Task goal
Exactly repeat all the records below, omitting the images they hold.

* Begin Raw records *

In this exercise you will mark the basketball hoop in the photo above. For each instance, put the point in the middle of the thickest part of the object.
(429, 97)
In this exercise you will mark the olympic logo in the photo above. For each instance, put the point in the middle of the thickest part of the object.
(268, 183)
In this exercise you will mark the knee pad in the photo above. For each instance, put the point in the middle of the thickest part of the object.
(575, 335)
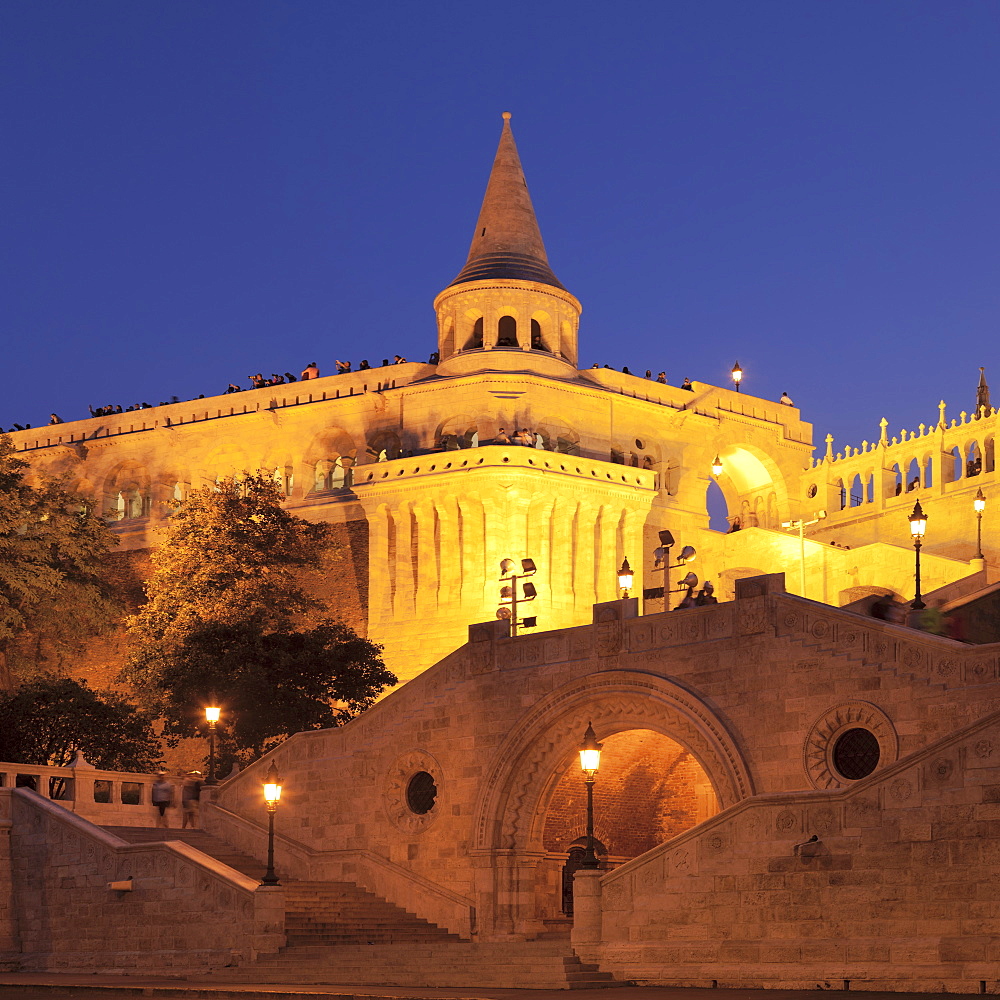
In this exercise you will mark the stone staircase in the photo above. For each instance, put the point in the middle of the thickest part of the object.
(340, 934)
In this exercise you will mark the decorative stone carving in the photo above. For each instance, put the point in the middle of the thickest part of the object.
(900, 790)
(785, 821)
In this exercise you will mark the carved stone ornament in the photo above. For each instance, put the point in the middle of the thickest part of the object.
(817, 751)
(394, 792)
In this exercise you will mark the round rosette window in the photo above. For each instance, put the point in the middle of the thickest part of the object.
(848, 743)
(412, 793)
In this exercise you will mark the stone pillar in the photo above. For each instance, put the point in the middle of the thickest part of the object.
(587, 927)
(9, 943)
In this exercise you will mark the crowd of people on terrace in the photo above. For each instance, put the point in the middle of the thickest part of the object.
(311, 371)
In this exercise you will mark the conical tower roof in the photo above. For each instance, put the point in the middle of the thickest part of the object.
(507, 242)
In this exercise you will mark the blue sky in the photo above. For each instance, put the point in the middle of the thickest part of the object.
(194, 191)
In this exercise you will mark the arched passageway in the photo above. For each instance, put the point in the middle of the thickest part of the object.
(649, 789)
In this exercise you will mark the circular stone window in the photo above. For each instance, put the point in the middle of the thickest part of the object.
(855, 754)
(421, 793)
(848, 742)
(412, 793)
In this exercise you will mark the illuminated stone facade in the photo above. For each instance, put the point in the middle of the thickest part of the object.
(407, 458)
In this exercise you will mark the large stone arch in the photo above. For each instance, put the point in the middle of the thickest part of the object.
(510, 811)
(748, 473)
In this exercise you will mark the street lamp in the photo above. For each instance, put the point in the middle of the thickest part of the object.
(509, 594)
(625, 578)
(272, 794)
(662, 555)
(590, 761)
(980, 504)
(918, 525)
(212, 713)
(801, 525)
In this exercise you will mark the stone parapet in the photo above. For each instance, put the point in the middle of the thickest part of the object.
(181, 910)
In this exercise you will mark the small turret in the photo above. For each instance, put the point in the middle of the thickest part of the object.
(506, 297)
(982, 393)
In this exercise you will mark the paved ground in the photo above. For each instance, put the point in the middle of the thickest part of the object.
(69, 986)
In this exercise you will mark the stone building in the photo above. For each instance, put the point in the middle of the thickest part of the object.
(791, 793)
(410, 461)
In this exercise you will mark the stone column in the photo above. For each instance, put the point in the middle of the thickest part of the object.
(587, 928)
(9, 942)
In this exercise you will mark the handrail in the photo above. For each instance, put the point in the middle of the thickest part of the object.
(311, 861)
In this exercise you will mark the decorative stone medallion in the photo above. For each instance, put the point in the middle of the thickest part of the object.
(818, 749)
(397, 793)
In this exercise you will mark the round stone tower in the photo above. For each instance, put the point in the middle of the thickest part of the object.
(506, 309)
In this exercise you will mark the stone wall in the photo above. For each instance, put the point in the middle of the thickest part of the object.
(183, 911)
(887, 885)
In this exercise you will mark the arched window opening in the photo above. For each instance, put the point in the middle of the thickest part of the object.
(537, 340)
(857, 497)
(475, 339)
(957, 465)
(507, 332)
(897, 480)
(974, 461)
(448, 340)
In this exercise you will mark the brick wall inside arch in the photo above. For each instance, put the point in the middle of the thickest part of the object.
(648, 790)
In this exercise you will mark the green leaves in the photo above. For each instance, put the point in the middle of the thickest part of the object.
(51, 546)
(229, 617)
(50, 718)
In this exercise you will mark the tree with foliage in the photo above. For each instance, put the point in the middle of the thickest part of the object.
(229, 617)
(52, 542)
(48, 719)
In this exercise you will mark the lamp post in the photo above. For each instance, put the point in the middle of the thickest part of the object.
(980, 504)
(662, 555)
(590, 761)
(918, 525)
(212, 713)
(625, 578)
(509, 595)
(801, 525)
(272, 794)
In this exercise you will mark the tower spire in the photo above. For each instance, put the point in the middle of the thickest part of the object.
(982, 393)
(507, 242)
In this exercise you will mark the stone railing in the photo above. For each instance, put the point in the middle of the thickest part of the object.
(86, 900)
(789, 889)
(492, 456)
(920, 654)
(108, 798)
(237, 404)
(408, 889)
(877, 468)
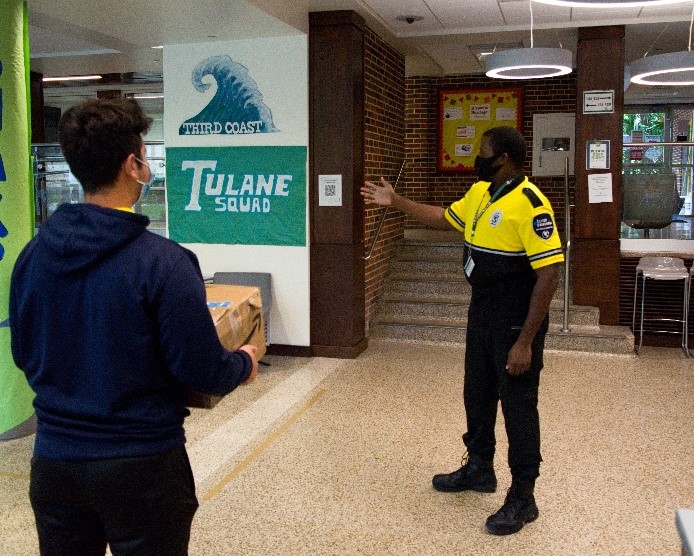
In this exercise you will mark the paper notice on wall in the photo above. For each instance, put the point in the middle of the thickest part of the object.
(600, 188)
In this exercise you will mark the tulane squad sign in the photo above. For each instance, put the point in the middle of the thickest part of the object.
(239, 195)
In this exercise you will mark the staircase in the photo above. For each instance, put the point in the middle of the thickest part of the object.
(426, 298)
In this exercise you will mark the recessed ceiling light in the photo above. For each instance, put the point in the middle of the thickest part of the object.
(73, 78)
(610, 3)
(409, 18)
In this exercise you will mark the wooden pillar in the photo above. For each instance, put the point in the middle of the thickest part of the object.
(595, 247)
(38, 122)
(336, 120)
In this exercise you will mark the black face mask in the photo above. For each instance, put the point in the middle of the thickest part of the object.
(485, 168)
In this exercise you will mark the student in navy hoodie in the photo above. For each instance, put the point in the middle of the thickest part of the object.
(110, 324)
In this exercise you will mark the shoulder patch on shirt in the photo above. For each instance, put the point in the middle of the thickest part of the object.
(534, 199)
(543, 225)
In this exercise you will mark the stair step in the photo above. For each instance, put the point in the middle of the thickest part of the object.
(607, 339)
(426, 299)
(394, 310)
(436, 286)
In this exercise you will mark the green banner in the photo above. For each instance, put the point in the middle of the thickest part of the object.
(16, 199)
(237, 195)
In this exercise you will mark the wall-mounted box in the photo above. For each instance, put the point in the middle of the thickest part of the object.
(554, 140)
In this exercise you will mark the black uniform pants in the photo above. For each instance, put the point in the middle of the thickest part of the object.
(487, 382)
(140, 506)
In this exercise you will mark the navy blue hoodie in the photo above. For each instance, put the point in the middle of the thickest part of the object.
(109, 321)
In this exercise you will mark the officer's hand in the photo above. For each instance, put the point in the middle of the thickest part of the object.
(380, 194)
(519, 357)
(251, 350)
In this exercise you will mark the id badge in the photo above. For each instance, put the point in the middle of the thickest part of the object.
(469, 266)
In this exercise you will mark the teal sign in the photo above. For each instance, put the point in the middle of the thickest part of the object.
(237, 195)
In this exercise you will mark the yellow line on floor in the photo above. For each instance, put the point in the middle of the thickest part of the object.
(264, 446)
(11, 475)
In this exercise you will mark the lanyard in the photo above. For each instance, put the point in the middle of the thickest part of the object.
(493, 197)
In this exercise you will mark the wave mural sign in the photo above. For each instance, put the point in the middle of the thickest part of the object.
(236, 108)
(236, 132)
(242, 195)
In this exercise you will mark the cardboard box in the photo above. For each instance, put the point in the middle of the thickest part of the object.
(237, 313)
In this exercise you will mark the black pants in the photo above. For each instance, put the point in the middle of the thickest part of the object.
(139, 506)
(487, 382)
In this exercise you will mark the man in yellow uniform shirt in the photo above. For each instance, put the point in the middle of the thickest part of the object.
(511, 259)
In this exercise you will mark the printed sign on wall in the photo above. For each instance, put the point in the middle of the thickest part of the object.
(244, 195)
(464, 115)
(236, 141)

* End Raw records *

Exercise solution
In this exercise you will mark the basketball hoop in the photo above. For each instance, put the point in the middle of the thickest part of the object.
(429, 97)
In this exercise you will mark the olympic logo in the photo above. For each instance, put the point in the middle of the thickest part of the object.
(268, 183)
In this exercise you will mark the knee pad in the photo above. For each instance, put the point in the middle of the thickest part of the object.
(575, 335)
In this exercise you will mark the stone staircase in the photo above. For each instance, put the point in the middle of the thickest part of the object.
(340, 934)
In this exercise you will mark the decorative stone carving in the photo above. For each instance, put the point in the middle of the thickest part of the object.
(900, 790)
(785, 821)
In this exercise you will mark the carved stone ornament in the photo above. For each instance, put the point in the middle of the thickest part of the object.
(817, 751)
(394, 792)
In this exercise you will mark the round rosette window in the photo above. For each instance, put the point in the middle of the thickest part of the object.
(848, 743)
(412, 793)
In this exercise you will mark the stone pillar in the photo above. For each instance, put the point in the middle of the thickest part of the object.
(587, 927)
(9, 943)
In this exercise you will mark the crowd of people on terrace in the photo above. For each instance, put the point in the middle of the thickest part of the object.
(311, 371)
In this exercise you will mark the conical tower roof in the photo above. For each instance, put the point in the middle of the thickest part of the object.
(507, 242)
In this exercise you will mark the blue sky in the photo above. For each instance, put the point in the middle of the thickest part of the object.
(194, 191)
In this exercise you will mark the arched passageway in the photo above. For each instance, put the point in the middle of the thickest part of the object.
(649, 789)
In this exercise you will mark the circular stone window in the photo above. For each instance, put the point in the middle of the thickest part of the object.
(855, 754)
(421, 793)
(848, 742)
(412, 793)
In this exercise you will mark the illuminated stone facade in the photo above. For each instance, put the point in the middle of the thickest part of the object.
(407, 458)
In this exercise you will mark the large stone arch in the photo above. For each instance, put the point in the middle of the thickest part of the object.
(510, 811)
(748, 473)
In this exercise you will mark the street lamp in the photo above. For each instance, put the point in the middle of the thickest part of the object.
(509, 594)
(625, 578)
(272, 794)
(662, 555)
(590, 761)
(980, 504)
(918, 525)
(212, 713)
(801, 525)
In this exercise you will mark the stone parapet in the photo above. For each instance, put the point in the middle of the thickest part of the object.
(181, 910)
In this exercise you will mark the small turret in the photo above. For each instance, put the point in the middle of the thickest part of the object.
(506, 297)
(982, 393)
In this exercise you will mark the paved ground in the photo above. For each instance, put the point in the middle of the thickest part of the object.
(69, 986)
In this exercise you will mark the stone building in the photo above. For each instance, put the point in the middle of the thickest part of the object.
(791, 793)
(410, 461)
In this exercise you will mark the stone column in the photo above. For each instance, put the point in the middle of the thickest part of the object.
(587, 928)
(9, 942)
In this exercise you will mark the handrail in the photo above. For each instance, put the point in the middle of the thickest part of the object.
(311, 861)
In this exercise you will mark the decorative stone medallion in the photo above. For each instance, put the point in the middle of the thickest part of the object.
(818, 749)
(397, 793)
In this exercise you will mark the round stone tower in the photo above. For each instance, put the point in the middle of the thickest part of the object.
(506, 309)
In this exercise you will mark the stone wall in the photo above. For each instance, put the point in the middle of the thickest part of the object.
(183, 911)
(887, 885)
In this exercise you will mark the arched window opening in the photo above. For each instance, put the point in the middle of the thickest part of the object.
(537, 340)
(857, 497)
(475, 339)
(957, 465)
(507, 332)
(897, 480)
(974, 461)
(448, 340)
In this exercise you will mark the brick wall inside arch in the photo above. For each instance, put the point in the middle of the thickest part of the object.
(648, 790)
In this exercise you will mark the green leaves in the photo above. For each instance, put the point in the middle of the thickest part of the object.
(51, 546)
(229, 617)
(50, 718)
In this exercise you will mark the tree with foliage in the photo above. For each instance, put the point in the middle of the thickest part of the object.
(229, 617)
(52, 542)
(48, 719)
In this exercise you will mark the lamp post in the photo above. For each instance, put the point in the middle of the thickest part of the object.
(980, 504)
(662, 555)
(590, 761)
(918, 525)
(212, 713)
(625, 578)
(509, 595)
(801, 525)
(272, 794)
In this exercise you will mark the tower spire in the photo above. For each instance, put the point in the middle of the thickest part of the object.
(982, 393)
(507, 242)
In this exercise you will mark the stone railing in the photo above. For each instance, put the point in the middle of the thickest part of the object.
(86, 900)
(789, 889)
(492, 456)
(920, 654)
(108, 798)
(237, 404)
(408, 889)
(877, 468)
In this exercise you will mark the paper notice on wall in the photo above. For each instance, put the point in the middle of the thickest part of the object.
(600, 188)
In this exercise you will mark the tulane squad sign in the photo above. For each instance, put the point in the middle of the thickest part of the object.
(239, 195)
In this exercise you will mark the staircase in the photo above. For each instance, put the point in the middle of the thickest part of the object.
(426, 298)
In this exercise you will mark the recessed ceiling light in the photo above. For each instance, put the point in the middle of the thickest part of the object.
(73, 78)
(610, 3)
(409, 18)
In this exercise you will mark the wooden pillar in the photo above. For each instance, put the point in the middle of the thickest part of the object.
(595, 247)
(38, 122)
(336, 120)
In this exercise you will mark the black face mask in the photo above. For each instance, put the point in the middle of the thickest part of the object.
(485, 168)
In this exercise you will mark the student in navy hoodie in the photo above. For each instance, put the point in the middle of the thickest part of the object.
(110, 324)
In this exercise you will mark the shoulder patch on shirt in the photo above. For each instance, put the point in the middle of the thickest part of the object.
(534, 199)
(543, 225)
In this exercise you will mark the stair step in the photo above. For each instance, put the point in the middle of the thickest part of the object.
(607, 339)
(426, 299)
(394, 310)
(436, 286)
In this exercise you will mark the green banner in the photo above. For each instance, put the point in the middle of the thickest part of the object.
(16, 199)
(237, 195)
In this exercise you will mark the wall-mounted box in the photo above. For each instance, put the point in the middle of the thickest part of the object.
(554, 140)
In this exercise you will mark the black uniform pants in the photo above. For each instance, put the point in the middle of the thickest part of the object.
(487, 382)
(140, 506)
In this exercise you will mark the navy blue hoodie in the photo above. For each instance, put the point in the middle of the thickest part of the object.
(109, 321)
In this exercise you will mark the officer's hand in the photo above. For each instance, put the point in the middle of the thickest part of the object.
(380, 194)
(519, 357)
(251, 350)
In this exercise you will mark the id badge in the photo above. For each instance, put the point in the middle of the thickest part of the object.
(469, 266)
In this exercise you will mark the teal sign in the photo above. For each instance, put the point in the middle of the thickest part of the object.
(237, 195)
In this exercise you will mark the yellow line on floor in the photo above. For each instance, put the point in the middle of the thickest part of the object.
(264, 446)
(11, 475)
In this exercise you will mark the lanyard in the photo above. For each instance, put the point in the middle of the thickest part of the object.
(493, 197)
In this exercise you will mark the wave mural sign in the photo above. For each instance, put the point in the middle of the thickest part of the object.
(236, 108)
(236, 132)
(242, 195)
In this exercise you will mark the cardboard box in the photo above. For each instance, put the point in the middle of the thickest part of the object.
(237, 313)
In this exercise you will mark the black pants in the photo above. For each instance, put the point in the middle of the thickest part of the object.
(139, 506)
(487, 382)
In this exercise you will mark the man in yellow uniform shirt in the photo above. For each instance, put the point in the middle of the thickest part of the object.
(511, 259)
In this exercise you will mark the printed sign on wall in the photo above. For each instance, put the point in the middle of the thickest part of the object.
(244, 195)
(464, 115)
(236, 141)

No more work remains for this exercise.